▶ _WHAT IS ASKED_:
Reproduce every line in the stretch from the line containing "of the jungle" through the end of the entries, multiplying each point coordinate by 1.45 and rounding to whole numbers, with halves rounded up.

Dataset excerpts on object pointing
_ _ _ _ _
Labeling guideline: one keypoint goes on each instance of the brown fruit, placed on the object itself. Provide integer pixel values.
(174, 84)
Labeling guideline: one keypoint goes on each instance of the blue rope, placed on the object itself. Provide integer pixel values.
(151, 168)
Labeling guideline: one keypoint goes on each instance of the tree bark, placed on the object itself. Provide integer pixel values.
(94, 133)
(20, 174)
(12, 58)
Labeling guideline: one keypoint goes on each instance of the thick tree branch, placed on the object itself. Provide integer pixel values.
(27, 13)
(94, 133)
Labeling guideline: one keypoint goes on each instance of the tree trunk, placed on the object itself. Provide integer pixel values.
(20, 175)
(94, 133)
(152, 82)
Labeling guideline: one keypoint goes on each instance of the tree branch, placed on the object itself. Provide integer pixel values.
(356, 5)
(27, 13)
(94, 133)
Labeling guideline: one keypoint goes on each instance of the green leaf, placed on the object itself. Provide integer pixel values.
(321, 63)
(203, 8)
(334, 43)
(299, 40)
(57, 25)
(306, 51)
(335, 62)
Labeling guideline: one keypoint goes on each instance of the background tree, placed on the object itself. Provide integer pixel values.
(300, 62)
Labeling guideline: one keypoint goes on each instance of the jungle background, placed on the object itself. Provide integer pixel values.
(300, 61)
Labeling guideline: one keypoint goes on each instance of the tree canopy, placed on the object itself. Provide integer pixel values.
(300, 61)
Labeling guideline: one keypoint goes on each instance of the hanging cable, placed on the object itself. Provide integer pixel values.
_ _ _ _ _
▶ _FINISHED EXERCISE_:
Labeling guideline: one keypoint goes on each instance of the jungle background, placed on the object itself. Provide integer pixel values.
(435, 88)
Labeling guideline: one keypoint goes on each instance of the tree canopy, placed on the object itself. Provide integer pixel values.
(435, 88)
Labeling guideline: one keypoint goes on each instance of the hanging cable, placed on the object itself. Provide integer pixel values.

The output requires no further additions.